• **Work instruction**
Exclude all pictures from your copy of the data below, which should otherwise match exactly.

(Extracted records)
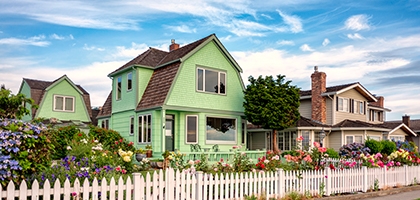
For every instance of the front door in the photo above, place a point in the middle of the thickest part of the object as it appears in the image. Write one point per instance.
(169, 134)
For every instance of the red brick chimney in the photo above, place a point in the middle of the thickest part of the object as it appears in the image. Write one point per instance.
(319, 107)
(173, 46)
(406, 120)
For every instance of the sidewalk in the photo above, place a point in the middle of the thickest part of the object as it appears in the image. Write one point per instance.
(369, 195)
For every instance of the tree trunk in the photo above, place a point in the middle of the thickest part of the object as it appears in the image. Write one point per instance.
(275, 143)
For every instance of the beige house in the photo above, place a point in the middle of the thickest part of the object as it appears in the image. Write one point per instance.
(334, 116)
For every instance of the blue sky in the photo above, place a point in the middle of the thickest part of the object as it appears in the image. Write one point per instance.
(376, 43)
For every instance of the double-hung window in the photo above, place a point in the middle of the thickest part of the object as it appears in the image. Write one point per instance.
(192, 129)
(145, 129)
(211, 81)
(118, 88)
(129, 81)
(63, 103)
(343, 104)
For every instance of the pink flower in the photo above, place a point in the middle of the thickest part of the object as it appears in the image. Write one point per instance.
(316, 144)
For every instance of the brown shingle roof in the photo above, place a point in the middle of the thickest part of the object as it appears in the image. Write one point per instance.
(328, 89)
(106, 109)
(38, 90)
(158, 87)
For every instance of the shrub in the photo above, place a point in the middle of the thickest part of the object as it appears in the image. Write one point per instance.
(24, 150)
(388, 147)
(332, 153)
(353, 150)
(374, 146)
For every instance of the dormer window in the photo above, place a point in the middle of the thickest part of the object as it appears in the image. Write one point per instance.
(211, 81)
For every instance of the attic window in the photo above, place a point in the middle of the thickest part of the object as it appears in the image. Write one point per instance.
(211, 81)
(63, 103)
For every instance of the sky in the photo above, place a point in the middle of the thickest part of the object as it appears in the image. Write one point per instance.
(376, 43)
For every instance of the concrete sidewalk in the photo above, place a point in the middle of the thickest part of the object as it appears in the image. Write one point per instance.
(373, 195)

• **Answer to the problem**
For every instance of the front door in the photo above, place a point in the middle of the thickest part of the object as it appears in the image. Write one point per instance.
(169, 134)
For every instance of the red brick chimney in the photo above, place a point in the middle of the thickest part of the object as it appears in the image. Write one point per instance.
(319, 107)
(173, 46)
(406, 120)
For every instance of the sidewalk in the photo above, place a point in the middle of the thickest part of the object as it appears in the image. Write one point per instance.
(369, 195)
For every instance of the tree trunk in the photo above, place a point in the middle of the thickest part of the object as it appears in the image. Write one point per instance.
(275, 143)
For every instance of the beige house in the photo above, place a point in the middle of the thickest part of the object as it appears in the image. Write one point per instance.
(334, 116)
For every instance of the blue sky in the photo above, place a point in the middle of the thickest part of the object as it appears in the image. Write one point per instance.
(376, 43)
For every instance of the double-hung window in the photo above, place a point in the middle of the thickest part of the object as it appears in the image. Write one point per instance.
(192, 129)
(145, 129)
(211, 81)
(118, 88)
(129, 81)
(63, 103)
(343, 104)
For every instance of the pink flower in the photo above, place a point in the middle of the thickest part of the object as it appears in the image. Write one point per instance.
(316, 144)
For every instance of the brown shingle roof in the photo above, place a point in the middle of the thickest part of the object as it appears in the image. Write one point per instance.
(328, 89)
(106, 109)
(38, 90)
(158, 87)
For every instance of the shrub in the photo above, place a point in the middle of the thickest part of the object as it appears in the image. Write one point per instance.
(24, 150)
(388, 147)
(332, 153)
(353, 150)
(374, 146)
For every instance of the dormer window in the photo above, place a point in the middle of the thickest part of the object as it appears in the image. Write one point per instance.
(211, 81)
For every instance of the attic window in the photo above, place a point in the middle of the thickest part of the object as it appears in the image. Write one point per instance.
(211, 81)
(63, 103)
For every instance of the sky in the photo above, place a point in the middle of the thickest part of the object as it appears in the image. Write one point per instance.
(376, 43)
For every instance of the concrete sidewalk in the photo above, place a point in the middle of the thickest part of the object as it appears in the image. Write one point per instance.
(373, 195)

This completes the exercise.